In this exercise, every entry is to be copied exactly.

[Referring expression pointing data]
--------------------

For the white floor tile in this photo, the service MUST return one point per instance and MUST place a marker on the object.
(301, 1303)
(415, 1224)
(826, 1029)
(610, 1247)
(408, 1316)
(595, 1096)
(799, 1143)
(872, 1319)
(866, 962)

--------------------

## Exercise answer
For the white floor tile in this photo, the service MUST return one point per instance and MUST place a marker on the object.
(301, 1303)
(415, 1224)
(826, 1029)
(610, 1247)
(408, 1316)
(595, 1096)
(799, 1143)
(872, 1319)
(866, 962)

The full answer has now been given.